TRECHO DO TEXTO –
* * * * * * * * *

Um exército negro no mundo ariano
Os
ficcionistas do Rio Grande do Sul se debruçam sobre os fatos da história para
reconstituir o caráter do processo de formação do seu povo. Tabajara Ruas
retorna a esta vertente tão forte na literatura produzida no extremo sul com Netto perde sua alma, romance publicado
inicialmente em 1995 pela Mercado Aberto, que vem alcançando novas edições.
Também
nisto o livro se insere num fenômeno dos mais animadores no âmbito da
literatura brasileira e do seu mercado editorial: a criação de focos regionais
de grande densidade literária. Os gaúchos não precisam do aval dos grandes
meios de comunicação do eixo Rio-São Paulo para esgotar edições e assegurar o
prestígio dos seus autores. Eles têm público cativo, interessado em rever os
fundamentos da sua própria cultura.

* * * * * * * * *

CONTEÚDO DOS DADOS –
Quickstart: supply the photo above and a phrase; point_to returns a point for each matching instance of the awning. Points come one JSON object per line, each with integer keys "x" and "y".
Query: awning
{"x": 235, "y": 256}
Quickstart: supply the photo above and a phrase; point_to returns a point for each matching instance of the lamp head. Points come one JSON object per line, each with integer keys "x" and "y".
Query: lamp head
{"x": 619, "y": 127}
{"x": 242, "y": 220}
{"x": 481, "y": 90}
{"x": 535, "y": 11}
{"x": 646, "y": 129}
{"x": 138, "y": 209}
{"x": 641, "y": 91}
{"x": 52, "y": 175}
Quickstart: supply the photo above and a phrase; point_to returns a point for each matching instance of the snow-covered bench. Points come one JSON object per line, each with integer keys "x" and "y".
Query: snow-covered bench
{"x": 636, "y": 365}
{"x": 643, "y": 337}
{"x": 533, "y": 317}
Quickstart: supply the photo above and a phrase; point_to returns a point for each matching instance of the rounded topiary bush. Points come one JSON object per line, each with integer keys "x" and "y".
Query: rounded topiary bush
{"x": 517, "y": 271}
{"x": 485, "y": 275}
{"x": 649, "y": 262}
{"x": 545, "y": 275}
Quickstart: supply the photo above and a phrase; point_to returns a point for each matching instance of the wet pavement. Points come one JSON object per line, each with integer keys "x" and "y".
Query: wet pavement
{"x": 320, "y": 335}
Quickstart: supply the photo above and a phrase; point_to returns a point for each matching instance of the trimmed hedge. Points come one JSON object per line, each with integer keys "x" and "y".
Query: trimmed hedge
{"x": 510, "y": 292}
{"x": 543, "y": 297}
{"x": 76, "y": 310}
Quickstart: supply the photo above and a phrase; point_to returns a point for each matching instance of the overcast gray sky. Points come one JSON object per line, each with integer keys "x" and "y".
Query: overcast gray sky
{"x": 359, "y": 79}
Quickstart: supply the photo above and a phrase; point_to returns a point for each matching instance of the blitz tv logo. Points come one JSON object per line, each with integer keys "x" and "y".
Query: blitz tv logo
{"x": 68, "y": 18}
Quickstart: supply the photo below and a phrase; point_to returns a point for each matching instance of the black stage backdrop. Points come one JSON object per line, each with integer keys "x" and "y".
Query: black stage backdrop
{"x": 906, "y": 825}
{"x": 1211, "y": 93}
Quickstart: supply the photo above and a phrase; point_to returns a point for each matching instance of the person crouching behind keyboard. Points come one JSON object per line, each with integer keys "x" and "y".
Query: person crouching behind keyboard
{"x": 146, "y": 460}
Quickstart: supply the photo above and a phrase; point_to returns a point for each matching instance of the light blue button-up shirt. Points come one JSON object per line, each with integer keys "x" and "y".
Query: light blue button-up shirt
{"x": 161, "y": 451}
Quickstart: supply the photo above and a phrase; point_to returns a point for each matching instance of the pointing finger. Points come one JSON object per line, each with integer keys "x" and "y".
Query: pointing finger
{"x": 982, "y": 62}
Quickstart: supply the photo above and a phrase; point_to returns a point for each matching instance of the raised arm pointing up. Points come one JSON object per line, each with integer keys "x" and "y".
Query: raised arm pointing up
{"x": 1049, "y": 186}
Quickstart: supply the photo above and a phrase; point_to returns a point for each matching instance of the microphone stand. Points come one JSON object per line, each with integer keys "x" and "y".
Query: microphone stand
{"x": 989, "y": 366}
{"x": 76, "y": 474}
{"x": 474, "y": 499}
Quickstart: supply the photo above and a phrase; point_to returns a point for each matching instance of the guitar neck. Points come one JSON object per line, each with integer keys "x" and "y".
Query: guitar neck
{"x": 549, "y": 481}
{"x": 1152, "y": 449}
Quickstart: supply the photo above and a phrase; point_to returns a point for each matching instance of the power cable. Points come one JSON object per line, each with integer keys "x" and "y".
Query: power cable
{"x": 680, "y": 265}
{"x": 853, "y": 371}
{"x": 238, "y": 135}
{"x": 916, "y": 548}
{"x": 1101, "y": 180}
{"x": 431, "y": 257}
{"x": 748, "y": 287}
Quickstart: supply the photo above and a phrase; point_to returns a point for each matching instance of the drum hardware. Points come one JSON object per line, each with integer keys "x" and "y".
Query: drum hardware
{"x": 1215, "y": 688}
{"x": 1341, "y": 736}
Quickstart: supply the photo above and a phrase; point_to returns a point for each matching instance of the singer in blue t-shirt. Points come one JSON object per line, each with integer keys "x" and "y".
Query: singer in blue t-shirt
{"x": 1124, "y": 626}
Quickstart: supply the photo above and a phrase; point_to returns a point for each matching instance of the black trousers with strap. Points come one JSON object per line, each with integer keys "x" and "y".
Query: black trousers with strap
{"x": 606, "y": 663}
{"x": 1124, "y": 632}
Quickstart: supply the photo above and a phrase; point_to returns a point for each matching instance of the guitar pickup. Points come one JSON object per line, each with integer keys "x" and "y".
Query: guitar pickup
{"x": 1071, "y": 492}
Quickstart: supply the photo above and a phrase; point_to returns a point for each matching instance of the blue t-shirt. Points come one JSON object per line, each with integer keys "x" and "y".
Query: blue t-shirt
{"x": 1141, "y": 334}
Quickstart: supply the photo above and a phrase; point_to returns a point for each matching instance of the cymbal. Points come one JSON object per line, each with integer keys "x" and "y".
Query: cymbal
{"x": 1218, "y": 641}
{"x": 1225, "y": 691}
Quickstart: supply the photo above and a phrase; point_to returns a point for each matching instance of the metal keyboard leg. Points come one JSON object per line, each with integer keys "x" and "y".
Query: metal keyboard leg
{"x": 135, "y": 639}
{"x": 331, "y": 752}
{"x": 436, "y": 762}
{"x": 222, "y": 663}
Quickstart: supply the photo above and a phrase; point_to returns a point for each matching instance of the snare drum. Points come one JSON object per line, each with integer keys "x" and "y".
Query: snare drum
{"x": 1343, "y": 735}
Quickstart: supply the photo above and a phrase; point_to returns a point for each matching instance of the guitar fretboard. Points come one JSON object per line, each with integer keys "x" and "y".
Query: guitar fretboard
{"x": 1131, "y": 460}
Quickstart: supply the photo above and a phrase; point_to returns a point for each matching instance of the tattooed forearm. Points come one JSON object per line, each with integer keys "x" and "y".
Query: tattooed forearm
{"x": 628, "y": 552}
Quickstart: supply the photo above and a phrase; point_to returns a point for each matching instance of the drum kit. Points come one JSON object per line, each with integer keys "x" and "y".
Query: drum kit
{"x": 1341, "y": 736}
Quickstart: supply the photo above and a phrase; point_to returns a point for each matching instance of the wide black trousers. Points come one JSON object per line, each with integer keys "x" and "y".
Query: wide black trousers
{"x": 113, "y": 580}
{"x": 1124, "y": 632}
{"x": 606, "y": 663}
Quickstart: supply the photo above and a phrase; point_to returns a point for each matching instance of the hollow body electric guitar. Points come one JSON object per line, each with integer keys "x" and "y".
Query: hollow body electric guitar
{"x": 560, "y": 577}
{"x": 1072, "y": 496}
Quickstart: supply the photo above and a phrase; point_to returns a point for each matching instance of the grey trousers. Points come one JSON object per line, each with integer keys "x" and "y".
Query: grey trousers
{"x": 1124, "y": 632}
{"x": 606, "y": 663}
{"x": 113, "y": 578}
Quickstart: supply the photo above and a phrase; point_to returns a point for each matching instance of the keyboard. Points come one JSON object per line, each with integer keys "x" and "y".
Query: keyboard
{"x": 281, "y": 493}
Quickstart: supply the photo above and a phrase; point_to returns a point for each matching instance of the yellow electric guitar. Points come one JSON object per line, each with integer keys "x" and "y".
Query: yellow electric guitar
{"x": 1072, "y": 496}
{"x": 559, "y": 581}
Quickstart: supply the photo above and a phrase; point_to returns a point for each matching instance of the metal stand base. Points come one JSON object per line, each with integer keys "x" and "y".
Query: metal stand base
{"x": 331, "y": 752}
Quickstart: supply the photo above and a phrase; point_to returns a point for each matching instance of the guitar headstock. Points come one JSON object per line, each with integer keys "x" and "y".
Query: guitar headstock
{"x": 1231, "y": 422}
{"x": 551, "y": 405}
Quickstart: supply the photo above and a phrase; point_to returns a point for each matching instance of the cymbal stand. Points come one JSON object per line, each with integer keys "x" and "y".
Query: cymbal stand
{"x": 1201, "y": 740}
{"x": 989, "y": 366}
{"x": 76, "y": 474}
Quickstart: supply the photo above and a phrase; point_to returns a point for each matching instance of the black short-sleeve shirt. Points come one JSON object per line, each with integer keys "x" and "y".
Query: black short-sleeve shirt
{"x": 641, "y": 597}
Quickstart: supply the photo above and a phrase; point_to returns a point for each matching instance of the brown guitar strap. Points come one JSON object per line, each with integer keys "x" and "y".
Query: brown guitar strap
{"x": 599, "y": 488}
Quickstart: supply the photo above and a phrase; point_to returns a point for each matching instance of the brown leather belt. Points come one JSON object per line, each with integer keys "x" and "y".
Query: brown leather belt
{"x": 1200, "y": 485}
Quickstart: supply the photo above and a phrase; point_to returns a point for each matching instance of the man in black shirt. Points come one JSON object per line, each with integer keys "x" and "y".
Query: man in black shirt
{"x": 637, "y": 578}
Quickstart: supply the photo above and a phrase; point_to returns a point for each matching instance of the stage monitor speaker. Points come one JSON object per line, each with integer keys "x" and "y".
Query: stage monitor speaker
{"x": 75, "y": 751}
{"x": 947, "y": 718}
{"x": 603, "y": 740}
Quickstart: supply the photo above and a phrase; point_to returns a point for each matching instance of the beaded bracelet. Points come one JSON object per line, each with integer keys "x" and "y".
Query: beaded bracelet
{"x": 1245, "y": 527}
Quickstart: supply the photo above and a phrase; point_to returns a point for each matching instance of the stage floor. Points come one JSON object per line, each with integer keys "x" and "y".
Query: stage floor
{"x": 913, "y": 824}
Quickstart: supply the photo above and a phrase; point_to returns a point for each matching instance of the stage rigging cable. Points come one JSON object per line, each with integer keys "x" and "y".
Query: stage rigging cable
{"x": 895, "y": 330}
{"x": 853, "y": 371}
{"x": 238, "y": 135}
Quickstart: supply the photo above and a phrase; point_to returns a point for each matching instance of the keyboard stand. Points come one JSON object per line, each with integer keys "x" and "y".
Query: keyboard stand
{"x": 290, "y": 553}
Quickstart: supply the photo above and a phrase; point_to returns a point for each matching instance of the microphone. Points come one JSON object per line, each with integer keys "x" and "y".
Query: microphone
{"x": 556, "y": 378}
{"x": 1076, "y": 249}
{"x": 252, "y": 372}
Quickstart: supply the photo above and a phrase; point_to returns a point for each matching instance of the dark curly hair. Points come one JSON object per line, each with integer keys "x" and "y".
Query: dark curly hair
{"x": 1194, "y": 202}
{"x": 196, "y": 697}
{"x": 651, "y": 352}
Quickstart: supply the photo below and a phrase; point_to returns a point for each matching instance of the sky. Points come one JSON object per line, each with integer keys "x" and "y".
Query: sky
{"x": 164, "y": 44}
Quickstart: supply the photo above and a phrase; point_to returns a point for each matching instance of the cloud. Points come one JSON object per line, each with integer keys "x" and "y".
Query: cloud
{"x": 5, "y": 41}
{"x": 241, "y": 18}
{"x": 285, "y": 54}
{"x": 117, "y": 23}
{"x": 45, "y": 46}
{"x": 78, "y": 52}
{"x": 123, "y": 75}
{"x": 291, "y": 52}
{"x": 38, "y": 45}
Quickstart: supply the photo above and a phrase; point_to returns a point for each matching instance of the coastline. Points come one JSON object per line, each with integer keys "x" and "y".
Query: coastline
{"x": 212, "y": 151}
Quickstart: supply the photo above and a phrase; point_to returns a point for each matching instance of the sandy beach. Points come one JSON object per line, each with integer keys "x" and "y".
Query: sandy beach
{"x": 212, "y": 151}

* * * * * * * * *

TAREFAS –
A) Responda com base no trecho sobre o romance Netto perde sua alma:
(i) Quem é o autor do romance?
(ii) Qual editora publicou o livro pela primeira vez?
(iii) De que eixo os gaúchos não precisam do aval dos grandes meios de comunicação?
B) Atualize o trecho sobre o romance Netto perde sua alma entre "Um exército negro" e "sua própria cultura.", inclusive, trocando "gaúchos" por "sul-rio-grandenses".
C) Continue a escrever o trecho sobre o romance Netto perde sua alma a partir do ponto em que ele termina.

RESPOSTAS –
A)
(i) Tabajara Ruas.
(ii) A Mercado Aberto.
(iii) Do eixo Rio-São Paulo.

B)
Um exército negro no mundo ariano
Os
ficcionistas do Rio Grande do Sul se debruçam sobre os fatos da história para
reconstituir o caráter do processo de formação do seu povo. Tabajara Ruas
retorna a esta vertente tão forte na literatura produzida no extremo sul com Netto perde sua alma, romance publicado
inicialmente em 1995 pela Mercado Aberto, que vem alcançando novas edições.
Também
nisto o livro se insere num fenômeno dos mais animadores no âmbito da
literatura brasileira e do seu mercado editorial: a criação de focos regionais
de grande densidade literária. Os sul-rio-grandenses não precisam do aval dos grandes
meios de comunicação do eixo Rio-São Paulo para esgotar edições e assegurar o
prestígio dos seus autores. Eles têm público cativo, interessado em rever os
fundamentos da sua própria cultura.

C)
Guardadas as proporções do seu significado histórico-cultural, pode-se
dizer que na literatura do Sul ocorre fenômeno parecido com o da música de
massa produzida na Bahia. As proporções devem ser guardadas por que no caso da
música baiana de consumo não há qualquer preocupação em refletir sobre a
condição do seu povo. É verdade que a questão negra serve de fundo ao boom das bandas baianas. Mas, apenas,
serve de fundo falso. As cintilações carnavalescas das vênus platinadas da vida
falam mais alto, com seu forte apelo comercial.
As
bandas de fácil consumo pongam numa vertente que tanto Caetano quanto Gil
iniciaram: a da valorização do negro e do questionamento do seu lugar numa
sociedade formada por oitenta por cento de negro-mestiços (a capital baiana). A
vertente é a mesma mas, enquanto a revolução empreendida neste aspecto pelos
dois poetas da nosso música tinha objetivos definidos, a música industrial
baiana pega um pano de fundo vistoso para construir o cenário do seu
faturamento.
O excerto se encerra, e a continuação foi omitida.